*Fragmento citado*
%%
Desde entonces, mi amistad con Horacio ha permanecido intacta, pese al distanciamiento que nuestras actividades a veces nos imponen. Aun así, siempre trato de hacerme tiempo para leer sus trabajos. El último que me hizo llegar, El armisticio del tábano, es el que me tiene ocupado hasta el momento, y sobre el cual, no obstante, aventuraré algunos juicios.

Es evidente que, en su obra, Horacio Pérez del Cerro no elige la sencillez, mucho menos ese «estilo fluido» que tanto despreciaba Baudelaire (otro «amigo de la casa»). Incluso sus poemas aparentemente más sencillos tienen otro signo, otro cariz: la puesta en marcha de un lenguaje incipiente que intenta rescatar la plenitud del lenguaje en tanto facultad perdida. Queda claro que no hablo de la complejidad de su sintaxis, de la violencia que ejerce sobre las palabras, de las imágenes abruptas y hasta chocantes que utiliza, de las continuas elipsis y los símbolos oscuros, sino de algo más profundo: el deseo de arraigarnos en un lenguaje que empieza por ser el desarraigo mismo del lenguaje. Así, su idea sobre la manera de decir como clave del poema cobra un sentido más complejo: ya no se trata de una voluntad de estilo, sino de la voluntad de hacer estallar cualquier estilo.
%%
*Tarea asignada 1*
Vuelve a escribir, sin cambiar nada, el tramo del texto sobre Horacio Pérez del Cerro que va desde «Desde entonces, mi» hasta «aventuraré algunos juicios.».
*Tarea asignada 2*
Responde estas preguntas con datos del texto sobre Horacio Pérez del Cerro:
(a) ¿Cómo se titula el último trabajo que Horacio le hizo llegar a quien escribe?
(b) ¿Qué autor despreciaba el «estilo fluido»?
(c) ¿De qué se trata la manera de decir, ya que no de una voluntad de estilo?
*Tarea asignada 3*
Retoma el texto sobre Horacio Pérez del Cerro y sigue escribiéndolo a partir de su última oración.

*Material de estudio*
%%
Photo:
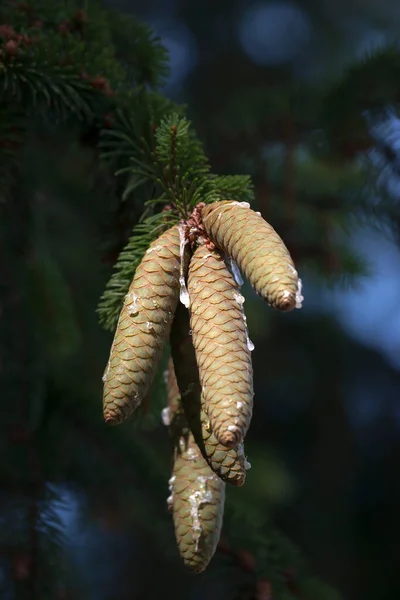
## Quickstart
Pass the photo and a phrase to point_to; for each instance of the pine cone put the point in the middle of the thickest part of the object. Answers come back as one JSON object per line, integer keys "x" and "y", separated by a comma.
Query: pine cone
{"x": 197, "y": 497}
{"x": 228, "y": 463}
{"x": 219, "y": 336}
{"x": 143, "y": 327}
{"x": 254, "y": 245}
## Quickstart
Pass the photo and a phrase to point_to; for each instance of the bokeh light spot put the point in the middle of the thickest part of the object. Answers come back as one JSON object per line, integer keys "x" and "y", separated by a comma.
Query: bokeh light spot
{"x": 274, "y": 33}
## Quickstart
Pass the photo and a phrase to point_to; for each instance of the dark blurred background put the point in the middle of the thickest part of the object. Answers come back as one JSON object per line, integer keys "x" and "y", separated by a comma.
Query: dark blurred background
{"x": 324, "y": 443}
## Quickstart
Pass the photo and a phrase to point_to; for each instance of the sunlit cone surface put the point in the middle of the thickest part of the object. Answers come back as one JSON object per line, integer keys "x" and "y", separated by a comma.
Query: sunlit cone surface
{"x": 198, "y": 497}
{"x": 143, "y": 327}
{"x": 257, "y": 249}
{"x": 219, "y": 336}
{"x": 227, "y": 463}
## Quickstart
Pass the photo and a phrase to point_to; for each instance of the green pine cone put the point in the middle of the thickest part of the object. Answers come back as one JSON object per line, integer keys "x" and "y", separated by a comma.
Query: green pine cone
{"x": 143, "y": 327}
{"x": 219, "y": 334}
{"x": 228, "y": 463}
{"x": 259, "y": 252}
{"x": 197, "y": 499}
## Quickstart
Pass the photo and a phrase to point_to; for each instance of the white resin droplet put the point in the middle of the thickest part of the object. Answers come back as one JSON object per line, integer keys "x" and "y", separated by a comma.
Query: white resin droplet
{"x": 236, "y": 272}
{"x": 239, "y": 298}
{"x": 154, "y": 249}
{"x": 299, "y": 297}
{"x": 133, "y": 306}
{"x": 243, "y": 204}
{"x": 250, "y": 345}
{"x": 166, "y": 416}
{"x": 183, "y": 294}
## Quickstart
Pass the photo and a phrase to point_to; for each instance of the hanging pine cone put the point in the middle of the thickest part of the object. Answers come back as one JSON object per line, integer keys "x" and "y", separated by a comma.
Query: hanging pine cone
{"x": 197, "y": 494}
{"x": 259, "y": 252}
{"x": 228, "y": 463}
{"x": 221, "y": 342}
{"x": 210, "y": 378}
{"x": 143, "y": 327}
%%
%%
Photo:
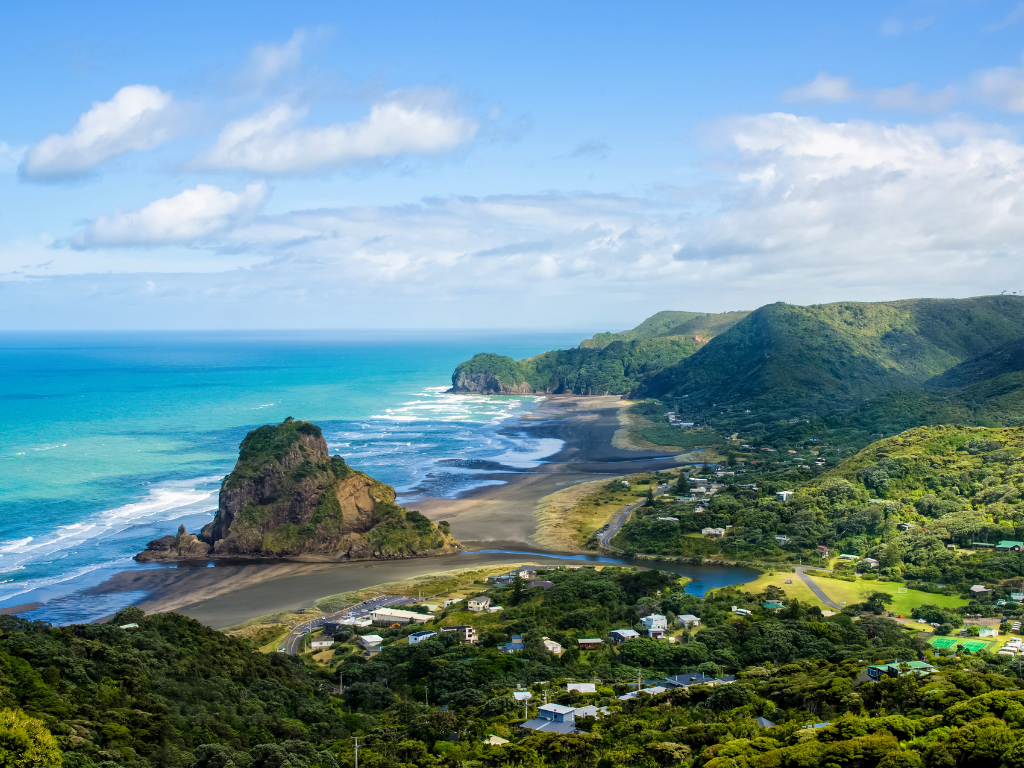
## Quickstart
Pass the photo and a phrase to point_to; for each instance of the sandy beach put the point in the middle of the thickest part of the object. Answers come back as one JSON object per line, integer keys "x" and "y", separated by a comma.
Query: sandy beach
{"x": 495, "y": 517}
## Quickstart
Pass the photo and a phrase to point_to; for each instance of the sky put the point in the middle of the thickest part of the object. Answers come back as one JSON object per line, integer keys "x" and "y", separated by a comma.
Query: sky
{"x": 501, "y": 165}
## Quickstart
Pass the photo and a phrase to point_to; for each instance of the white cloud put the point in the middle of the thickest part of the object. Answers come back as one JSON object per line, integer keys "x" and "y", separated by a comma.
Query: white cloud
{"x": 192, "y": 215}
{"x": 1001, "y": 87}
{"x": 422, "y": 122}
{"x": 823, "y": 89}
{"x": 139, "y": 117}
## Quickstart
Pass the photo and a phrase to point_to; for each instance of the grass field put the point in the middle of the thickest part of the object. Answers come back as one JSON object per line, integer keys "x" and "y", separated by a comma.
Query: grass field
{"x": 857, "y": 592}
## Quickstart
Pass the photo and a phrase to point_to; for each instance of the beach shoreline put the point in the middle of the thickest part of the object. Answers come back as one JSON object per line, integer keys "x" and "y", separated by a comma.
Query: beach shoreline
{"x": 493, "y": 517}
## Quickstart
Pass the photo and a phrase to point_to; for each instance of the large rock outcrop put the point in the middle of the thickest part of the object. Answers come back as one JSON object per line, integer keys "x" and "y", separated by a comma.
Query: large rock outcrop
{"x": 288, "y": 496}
%%
%%
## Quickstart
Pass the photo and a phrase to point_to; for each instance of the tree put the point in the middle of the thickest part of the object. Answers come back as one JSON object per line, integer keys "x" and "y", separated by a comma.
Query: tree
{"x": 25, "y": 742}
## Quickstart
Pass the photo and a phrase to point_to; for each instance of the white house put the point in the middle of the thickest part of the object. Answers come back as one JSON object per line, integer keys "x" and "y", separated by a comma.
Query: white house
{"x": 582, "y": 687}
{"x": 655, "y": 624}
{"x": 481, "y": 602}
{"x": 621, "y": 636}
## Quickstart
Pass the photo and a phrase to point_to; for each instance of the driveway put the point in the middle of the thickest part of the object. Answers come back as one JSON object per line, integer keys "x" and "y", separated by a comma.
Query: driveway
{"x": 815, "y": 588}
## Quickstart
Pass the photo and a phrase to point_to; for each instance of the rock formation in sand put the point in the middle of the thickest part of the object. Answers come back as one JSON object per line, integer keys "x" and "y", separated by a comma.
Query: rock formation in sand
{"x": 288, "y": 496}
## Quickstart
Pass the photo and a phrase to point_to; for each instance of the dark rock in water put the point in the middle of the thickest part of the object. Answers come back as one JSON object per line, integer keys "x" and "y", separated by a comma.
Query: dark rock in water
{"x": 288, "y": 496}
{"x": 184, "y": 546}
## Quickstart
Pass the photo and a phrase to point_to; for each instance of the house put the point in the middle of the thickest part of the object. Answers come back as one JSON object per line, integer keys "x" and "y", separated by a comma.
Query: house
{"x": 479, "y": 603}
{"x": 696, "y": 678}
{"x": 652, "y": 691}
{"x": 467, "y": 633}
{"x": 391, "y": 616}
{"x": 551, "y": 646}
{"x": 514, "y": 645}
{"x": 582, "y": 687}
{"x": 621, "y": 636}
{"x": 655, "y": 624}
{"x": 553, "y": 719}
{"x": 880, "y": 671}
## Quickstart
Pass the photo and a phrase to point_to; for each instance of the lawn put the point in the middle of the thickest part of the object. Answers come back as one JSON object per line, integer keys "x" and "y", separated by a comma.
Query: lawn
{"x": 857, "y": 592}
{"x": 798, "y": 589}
%%
*Resultado del ejercicio 1*
Desde entonces, mi amistad con Horacio ha permanecido intacta, pese al distanciamiento que nuestras actividades a veces nos imponen. Aun así, siempre trato de hacerme tiempo para leer sus trabajos. El último que me hizo llegar, El armisticio del tábano, es el que me tiene ocupado hasta el momento, y sobre el cual, no obstante, aventuraré algunos juicios.

*Resultado del ejercicio 2*
(a) El armisticio del tábano.
(b) Baudelaire.
(c) De la voluntad de hacer estallar cualquier estilo.

*Resultado del ejercicio 3*
El Del Cerro de El armisticio del tábano no es tan diferente en lo formal (su prosa poética apela a los mismos recursos rupturistas que empleó en libros anteriores), pero sí quizá en lo conceptual. Este libro no es una nueva batalla contra el lenguaje ni contra las instituciones que se erigen como tales a través de un determinado uso del lenguaje, este libro es más bien un maduro descargo espiritual. El tábano ha acatado cortésmente el armisticio, pero desde la supuesta tranquilidad de su ostracismo, la memoria sigue fraguando un tiempo, una geografía, un testimonio.

En este libro, Horacio observa el mundo como si lo estuviera viendo desde afuera, pero ese mundo que contempla no solo le parece una falacia, sino también una herida, un padecimiento. Tanto la aridez del mundo contemporáneo como su plenitud vislumbrada en la consciencia están presentes en el lenguaje, de cuya falibilidad Del Cerro hace una ética. Así secretamente lo insinúan estas prosas, en las que, cito al poeta, «esos charcos de la memoria se despeinan de tan solo mirarlos».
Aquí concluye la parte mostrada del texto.